[RECORDS SHOWN]
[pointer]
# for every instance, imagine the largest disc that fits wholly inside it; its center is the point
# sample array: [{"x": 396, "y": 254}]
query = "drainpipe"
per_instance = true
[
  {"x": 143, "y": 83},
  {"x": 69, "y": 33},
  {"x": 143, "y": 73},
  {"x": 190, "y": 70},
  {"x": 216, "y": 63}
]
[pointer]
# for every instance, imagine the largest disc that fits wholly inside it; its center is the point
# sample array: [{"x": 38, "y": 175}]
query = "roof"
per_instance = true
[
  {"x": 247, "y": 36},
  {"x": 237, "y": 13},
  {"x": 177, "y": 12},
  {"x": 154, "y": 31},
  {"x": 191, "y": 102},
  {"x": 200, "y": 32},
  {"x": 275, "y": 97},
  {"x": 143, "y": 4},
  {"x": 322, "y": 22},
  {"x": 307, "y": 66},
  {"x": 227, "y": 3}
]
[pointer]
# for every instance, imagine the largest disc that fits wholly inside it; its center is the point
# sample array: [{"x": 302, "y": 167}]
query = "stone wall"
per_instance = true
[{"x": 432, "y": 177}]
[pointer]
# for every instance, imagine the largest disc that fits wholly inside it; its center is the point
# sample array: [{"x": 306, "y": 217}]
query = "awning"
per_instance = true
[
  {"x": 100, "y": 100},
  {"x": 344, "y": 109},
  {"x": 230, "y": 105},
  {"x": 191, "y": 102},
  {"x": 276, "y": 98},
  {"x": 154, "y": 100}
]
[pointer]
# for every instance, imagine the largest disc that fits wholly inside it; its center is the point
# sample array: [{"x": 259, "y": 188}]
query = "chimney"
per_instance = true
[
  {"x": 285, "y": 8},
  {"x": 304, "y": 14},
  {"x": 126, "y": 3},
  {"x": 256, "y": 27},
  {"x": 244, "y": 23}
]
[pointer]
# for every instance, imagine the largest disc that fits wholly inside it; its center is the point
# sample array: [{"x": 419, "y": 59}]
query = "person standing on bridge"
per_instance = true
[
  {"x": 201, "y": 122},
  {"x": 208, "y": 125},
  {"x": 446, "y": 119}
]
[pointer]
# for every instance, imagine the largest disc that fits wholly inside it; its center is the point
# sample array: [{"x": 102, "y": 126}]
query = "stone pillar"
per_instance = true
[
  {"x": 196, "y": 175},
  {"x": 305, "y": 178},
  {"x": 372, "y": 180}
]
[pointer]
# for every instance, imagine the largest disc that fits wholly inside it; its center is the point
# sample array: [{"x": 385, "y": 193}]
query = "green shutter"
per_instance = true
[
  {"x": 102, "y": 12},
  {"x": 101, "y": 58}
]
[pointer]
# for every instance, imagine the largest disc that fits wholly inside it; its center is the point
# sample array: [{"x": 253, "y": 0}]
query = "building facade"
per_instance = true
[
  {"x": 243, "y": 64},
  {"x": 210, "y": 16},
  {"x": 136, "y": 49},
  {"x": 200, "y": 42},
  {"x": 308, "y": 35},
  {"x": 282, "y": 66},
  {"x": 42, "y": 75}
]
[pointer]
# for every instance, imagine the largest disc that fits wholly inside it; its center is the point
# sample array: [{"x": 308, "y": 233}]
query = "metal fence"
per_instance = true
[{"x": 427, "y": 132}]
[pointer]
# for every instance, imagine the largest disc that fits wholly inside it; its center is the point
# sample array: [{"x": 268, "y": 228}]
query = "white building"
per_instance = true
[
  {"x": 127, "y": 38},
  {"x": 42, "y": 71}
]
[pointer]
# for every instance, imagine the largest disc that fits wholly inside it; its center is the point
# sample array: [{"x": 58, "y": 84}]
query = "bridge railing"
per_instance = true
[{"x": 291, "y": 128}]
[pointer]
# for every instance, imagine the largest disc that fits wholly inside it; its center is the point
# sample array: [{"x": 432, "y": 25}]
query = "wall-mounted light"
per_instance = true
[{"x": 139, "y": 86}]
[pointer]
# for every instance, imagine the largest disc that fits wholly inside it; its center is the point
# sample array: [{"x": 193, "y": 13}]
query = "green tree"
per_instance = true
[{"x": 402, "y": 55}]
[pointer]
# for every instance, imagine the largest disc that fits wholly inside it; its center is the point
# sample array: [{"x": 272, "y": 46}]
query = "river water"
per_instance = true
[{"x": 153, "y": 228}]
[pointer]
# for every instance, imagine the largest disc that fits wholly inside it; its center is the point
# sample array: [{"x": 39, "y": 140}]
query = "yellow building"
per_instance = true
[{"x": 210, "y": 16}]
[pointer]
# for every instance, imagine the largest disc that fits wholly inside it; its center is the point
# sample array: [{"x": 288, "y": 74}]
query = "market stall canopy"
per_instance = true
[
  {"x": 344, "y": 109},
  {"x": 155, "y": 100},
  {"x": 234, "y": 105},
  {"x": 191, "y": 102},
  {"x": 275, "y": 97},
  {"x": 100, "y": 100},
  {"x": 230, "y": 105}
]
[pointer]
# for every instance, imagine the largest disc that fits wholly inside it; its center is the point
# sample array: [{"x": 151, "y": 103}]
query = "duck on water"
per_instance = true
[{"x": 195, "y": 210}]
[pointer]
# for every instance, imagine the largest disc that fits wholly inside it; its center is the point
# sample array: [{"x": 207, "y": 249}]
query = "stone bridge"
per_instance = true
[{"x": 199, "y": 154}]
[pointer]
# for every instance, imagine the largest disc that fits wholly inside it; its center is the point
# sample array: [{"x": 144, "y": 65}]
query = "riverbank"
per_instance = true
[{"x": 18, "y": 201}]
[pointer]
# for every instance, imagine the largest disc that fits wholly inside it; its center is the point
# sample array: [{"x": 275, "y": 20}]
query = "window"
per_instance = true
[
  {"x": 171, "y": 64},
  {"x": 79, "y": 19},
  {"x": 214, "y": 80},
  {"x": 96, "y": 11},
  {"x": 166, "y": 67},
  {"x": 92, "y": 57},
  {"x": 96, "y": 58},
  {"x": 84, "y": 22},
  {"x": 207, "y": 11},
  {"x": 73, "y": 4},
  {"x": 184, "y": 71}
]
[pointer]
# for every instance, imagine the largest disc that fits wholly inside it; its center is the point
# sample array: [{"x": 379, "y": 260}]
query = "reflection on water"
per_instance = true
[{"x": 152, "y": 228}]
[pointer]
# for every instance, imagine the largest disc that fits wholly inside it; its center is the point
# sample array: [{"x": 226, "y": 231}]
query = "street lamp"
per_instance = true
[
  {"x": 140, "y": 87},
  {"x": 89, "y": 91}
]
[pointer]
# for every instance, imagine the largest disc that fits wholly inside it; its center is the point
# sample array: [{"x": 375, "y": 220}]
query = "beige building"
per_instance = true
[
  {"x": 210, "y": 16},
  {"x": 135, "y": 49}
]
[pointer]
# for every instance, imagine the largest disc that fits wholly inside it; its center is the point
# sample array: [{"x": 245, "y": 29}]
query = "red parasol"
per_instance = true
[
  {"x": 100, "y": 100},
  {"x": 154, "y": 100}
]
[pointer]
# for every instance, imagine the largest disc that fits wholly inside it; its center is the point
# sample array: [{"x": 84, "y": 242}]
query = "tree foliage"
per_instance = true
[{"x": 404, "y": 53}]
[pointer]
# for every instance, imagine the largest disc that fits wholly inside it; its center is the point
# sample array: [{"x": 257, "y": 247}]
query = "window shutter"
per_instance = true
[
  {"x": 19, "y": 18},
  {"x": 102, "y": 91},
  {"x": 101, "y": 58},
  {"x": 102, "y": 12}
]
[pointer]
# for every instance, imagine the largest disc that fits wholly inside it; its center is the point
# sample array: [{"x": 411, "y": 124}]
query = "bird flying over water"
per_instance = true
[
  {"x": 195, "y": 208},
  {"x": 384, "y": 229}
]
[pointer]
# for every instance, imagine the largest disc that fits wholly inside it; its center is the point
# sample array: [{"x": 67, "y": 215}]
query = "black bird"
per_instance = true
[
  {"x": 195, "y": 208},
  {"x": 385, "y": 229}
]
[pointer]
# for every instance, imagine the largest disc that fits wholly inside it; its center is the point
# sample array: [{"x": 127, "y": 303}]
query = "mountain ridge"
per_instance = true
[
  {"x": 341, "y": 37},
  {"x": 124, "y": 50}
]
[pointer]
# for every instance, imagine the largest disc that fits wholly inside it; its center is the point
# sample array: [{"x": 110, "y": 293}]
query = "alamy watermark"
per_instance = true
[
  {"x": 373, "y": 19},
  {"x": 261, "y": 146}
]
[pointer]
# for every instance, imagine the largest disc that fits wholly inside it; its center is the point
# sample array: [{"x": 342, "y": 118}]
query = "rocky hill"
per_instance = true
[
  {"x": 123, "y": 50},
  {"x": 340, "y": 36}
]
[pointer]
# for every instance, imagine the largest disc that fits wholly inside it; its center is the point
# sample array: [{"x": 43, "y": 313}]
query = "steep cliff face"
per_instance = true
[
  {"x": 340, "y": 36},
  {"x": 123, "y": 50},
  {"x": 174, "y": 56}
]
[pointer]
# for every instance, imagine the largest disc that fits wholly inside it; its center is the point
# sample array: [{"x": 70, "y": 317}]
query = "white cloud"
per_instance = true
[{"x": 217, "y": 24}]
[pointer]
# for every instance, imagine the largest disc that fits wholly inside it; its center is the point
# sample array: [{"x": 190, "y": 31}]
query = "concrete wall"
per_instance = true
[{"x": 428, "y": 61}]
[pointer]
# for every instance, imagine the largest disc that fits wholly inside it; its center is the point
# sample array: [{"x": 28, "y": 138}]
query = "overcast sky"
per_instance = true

[PROBLEM DESCRIPTION] Each line of the entries where the string "green" occurs should be shown.

[FINISHED EXERCISE]
query = "green shutter"
query = "green tree"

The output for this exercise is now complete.